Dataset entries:
· · · · ·
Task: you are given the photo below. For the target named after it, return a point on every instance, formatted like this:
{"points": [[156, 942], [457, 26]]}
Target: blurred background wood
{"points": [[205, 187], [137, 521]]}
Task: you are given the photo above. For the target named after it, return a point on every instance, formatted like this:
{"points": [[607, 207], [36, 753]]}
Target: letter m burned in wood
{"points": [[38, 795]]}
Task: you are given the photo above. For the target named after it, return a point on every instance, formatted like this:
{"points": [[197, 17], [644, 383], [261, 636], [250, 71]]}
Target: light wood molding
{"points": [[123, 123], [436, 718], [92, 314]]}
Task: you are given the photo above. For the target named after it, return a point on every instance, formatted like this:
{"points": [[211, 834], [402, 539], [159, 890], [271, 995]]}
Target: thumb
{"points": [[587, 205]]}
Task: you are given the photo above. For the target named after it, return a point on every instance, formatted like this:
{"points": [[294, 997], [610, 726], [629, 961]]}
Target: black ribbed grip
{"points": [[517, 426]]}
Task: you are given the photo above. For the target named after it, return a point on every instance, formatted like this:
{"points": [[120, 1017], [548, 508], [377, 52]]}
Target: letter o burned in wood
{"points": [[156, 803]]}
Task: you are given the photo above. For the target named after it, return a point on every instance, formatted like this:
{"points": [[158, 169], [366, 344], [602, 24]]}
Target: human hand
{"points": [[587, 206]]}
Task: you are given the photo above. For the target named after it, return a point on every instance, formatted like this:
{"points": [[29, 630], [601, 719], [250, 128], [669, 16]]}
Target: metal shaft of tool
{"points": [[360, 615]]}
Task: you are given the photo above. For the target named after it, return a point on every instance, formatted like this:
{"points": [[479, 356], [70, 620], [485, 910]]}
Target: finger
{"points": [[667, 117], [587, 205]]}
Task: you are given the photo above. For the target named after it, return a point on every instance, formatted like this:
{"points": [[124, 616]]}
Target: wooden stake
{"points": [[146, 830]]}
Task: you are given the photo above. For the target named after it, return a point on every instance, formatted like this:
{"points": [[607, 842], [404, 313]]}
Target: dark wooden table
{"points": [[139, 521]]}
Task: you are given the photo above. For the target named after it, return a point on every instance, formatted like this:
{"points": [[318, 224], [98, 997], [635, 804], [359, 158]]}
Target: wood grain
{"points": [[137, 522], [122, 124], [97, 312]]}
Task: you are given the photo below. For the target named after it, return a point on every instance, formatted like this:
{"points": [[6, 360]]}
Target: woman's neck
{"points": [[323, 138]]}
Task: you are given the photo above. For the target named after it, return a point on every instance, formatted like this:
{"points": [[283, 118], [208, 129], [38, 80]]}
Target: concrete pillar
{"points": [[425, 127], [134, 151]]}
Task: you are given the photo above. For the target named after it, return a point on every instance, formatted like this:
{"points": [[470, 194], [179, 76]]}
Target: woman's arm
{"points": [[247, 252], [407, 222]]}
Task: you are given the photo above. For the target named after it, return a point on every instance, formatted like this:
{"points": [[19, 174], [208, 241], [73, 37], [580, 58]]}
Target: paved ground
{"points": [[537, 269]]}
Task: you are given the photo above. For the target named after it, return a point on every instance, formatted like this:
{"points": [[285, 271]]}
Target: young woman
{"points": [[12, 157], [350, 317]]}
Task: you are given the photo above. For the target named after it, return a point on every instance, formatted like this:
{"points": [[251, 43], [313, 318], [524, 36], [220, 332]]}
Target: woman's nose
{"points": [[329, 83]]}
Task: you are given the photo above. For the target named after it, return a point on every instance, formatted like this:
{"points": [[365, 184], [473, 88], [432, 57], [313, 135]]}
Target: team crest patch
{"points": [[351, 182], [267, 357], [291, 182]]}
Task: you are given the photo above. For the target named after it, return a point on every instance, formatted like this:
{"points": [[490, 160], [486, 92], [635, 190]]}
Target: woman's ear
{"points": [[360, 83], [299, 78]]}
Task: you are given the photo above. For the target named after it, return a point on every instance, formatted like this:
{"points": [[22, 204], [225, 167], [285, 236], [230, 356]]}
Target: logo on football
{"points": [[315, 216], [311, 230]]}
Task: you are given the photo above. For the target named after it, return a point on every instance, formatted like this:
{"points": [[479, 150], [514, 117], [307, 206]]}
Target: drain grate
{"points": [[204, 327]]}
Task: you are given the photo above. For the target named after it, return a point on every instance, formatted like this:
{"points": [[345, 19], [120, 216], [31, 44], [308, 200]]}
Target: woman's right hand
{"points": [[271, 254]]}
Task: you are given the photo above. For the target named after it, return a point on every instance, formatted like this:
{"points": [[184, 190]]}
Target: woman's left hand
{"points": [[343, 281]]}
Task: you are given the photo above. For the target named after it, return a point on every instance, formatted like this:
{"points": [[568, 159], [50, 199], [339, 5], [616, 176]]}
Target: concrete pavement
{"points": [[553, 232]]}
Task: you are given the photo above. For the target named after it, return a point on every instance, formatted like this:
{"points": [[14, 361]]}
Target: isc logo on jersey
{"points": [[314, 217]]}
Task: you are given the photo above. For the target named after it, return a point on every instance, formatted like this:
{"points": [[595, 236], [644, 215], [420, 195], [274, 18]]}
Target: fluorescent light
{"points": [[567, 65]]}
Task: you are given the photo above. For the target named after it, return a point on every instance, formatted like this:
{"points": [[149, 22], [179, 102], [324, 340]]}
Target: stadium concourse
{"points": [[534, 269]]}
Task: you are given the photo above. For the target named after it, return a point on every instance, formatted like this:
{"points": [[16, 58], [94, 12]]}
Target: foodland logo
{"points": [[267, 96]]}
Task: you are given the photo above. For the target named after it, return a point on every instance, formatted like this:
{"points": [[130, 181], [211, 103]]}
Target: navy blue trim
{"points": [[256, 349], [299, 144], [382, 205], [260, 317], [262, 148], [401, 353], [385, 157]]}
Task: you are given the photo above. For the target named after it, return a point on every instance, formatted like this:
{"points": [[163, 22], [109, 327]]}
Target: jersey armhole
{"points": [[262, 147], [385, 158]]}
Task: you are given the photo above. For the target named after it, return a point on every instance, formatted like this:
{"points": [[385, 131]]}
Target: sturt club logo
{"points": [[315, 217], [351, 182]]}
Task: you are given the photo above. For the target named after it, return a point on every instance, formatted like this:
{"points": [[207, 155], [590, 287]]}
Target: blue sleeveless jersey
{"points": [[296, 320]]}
· · · · ·
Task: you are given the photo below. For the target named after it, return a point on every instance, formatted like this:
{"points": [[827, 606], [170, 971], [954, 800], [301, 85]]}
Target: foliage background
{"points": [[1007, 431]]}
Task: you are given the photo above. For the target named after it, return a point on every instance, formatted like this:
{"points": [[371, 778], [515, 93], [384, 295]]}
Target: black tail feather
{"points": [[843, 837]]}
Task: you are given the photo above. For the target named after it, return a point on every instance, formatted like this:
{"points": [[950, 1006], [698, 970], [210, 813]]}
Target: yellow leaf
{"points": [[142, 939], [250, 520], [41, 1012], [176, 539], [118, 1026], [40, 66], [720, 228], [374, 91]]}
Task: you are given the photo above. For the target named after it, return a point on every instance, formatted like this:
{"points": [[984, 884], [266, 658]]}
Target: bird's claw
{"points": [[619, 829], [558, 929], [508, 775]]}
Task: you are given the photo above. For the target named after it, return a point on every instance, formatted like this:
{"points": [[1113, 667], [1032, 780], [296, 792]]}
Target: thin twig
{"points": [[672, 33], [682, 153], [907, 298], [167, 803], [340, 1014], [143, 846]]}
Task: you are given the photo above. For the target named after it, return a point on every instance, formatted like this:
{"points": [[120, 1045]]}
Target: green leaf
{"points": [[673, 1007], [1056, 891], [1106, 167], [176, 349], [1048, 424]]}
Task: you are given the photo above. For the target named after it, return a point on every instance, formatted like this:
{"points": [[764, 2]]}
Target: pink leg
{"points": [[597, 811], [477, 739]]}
· · · · ·
▸ **Exercise requirements**: Display each line of the material above that contains the string "concrete". Letter case must match.

▸ **Worked solution**:
Target: concrete pillar
Target: concrete pavement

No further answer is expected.